Tenacity, thy name is dave13

I will solve a different way, in two parts.

In Part II, I will try to explain how or why a rule is working.

You are fairly warned here:
Sometimes, if we get too immersed in a specific problem,
we get stuck. Maybe if we "start over" it will help.

I. Solving without much explanation (see Part II)

\(2^x-2^{(x-2)}=3*2^{13}\): "Break apart" LHS's second term

\(2^{x}-(2^{x}*2^{-2})=3*2^{13}\): Rewrite the term that has a negative exponent

\(2^{x}-(2^{x}*\frac{1}{2^2})=3*2^{13}\): LHS parentheses: combine into one term

\(2^{x}-(\frac{2^{x}}{2^2})=3*2^{13}\): Clear the fraction

\(2^x*(2^2)-\frac{2^{x}}{2^{2}}*(2^2)=3*2^{13}*(2^2)=\)

__MATERIAL__
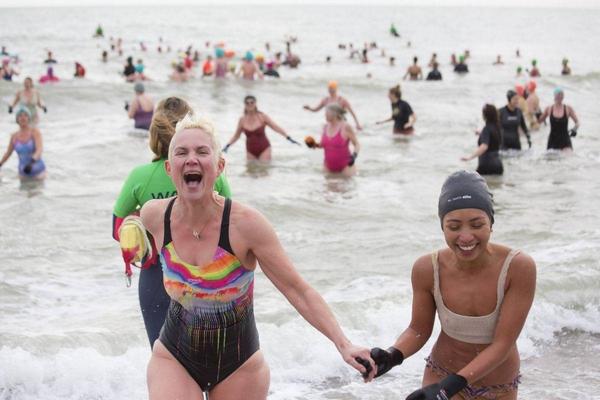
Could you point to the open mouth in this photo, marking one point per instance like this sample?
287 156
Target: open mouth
192 178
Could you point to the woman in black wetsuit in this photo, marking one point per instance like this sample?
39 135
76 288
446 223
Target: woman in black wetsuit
560 136
511 119
488 144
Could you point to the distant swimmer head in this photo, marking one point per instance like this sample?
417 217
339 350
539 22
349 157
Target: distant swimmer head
139 87
520 90
335 111
462 190
168 112
510 94
394 93
23 111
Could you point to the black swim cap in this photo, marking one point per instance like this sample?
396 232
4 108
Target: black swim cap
510 94
465 189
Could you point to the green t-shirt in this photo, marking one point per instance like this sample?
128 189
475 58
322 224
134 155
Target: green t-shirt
150 181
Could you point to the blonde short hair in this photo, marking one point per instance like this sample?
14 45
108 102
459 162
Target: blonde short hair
192 121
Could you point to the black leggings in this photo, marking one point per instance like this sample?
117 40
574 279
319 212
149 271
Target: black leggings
154 300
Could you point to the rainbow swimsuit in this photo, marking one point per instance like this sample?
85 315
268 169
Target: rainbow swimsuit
210 326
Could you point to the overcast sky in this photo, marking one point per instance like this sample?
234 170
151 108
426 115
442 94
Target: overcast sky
495 3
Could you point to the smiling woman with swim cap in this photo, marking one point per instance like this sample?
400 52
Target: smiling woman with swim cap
482 293
210 248
27 142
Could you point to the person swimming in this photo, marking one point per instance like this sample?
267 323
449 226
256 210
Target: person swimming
402 113
559 113
488 142
141 108
482 293
27 143
334 98
414 71
512 123
335 140
258 146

__PROBLEMS AND TASKS__
a – Answer these about the post solving the exponent equation, one per line:
(i) In how many parts does the writer say the solution will be given?
(ii) According to the warning, what can happen if we get too immersed in a specific problem?
(iii) What does the writer plan to explain in Part II?
b – Carry the post solving the exponent equation forward from its last step.

__SOLVED TASKS__
a –
(i) Two parts.
(ii) We get stuck.
(iii) How or why a rule is working.

b –
\(2^{x}2^2-2^{x}=3*2^{13}2^{2}\)

LHS: factor out \(2^{x}\)
RHS: Add exponents of 2

\(2^{x}(2^2-1)=3*2^{(13+2)}=\)

\(2^{x}*(3)=(3)*2^{15}\)

Factor out 3, result is

\(2^{x}=2^{15}\)

Same base, different exponents: set exponents equal

\(x=15\)

FINIS

Part II - same as above, explained in detail
(a.k.a: Dear Peanut Gallery: Go away. Thanks.)

Original: \(2^x-2^{(x-2)}=3*2^{13}\)

Let's start with LHS: \(2^x-2^{(x-2)}\)

1) Rewrite LHS in two ways

A) Rewrite the second term:
\(2^{(x-2)}=2^{x}*2^{-2}\)

The product rule \(a^{n}a^{m}a^{q}=a^{n+m+q}\) . . .
from the other direction

\(a^{n+m+q}=a^{n}a^{m}a^{q}\) AND
\(a^{(n-m)} = a^{n + (-m)}=a^{n}a^{-m}\)

Adding a negative number is the same as subtracting.
IMO, this one is a black hole. Let it go. Use the practical tip.

Practical tip: If we have a number raised to a bunch of different
powers all in the same exponent, just "break up" that long exponent.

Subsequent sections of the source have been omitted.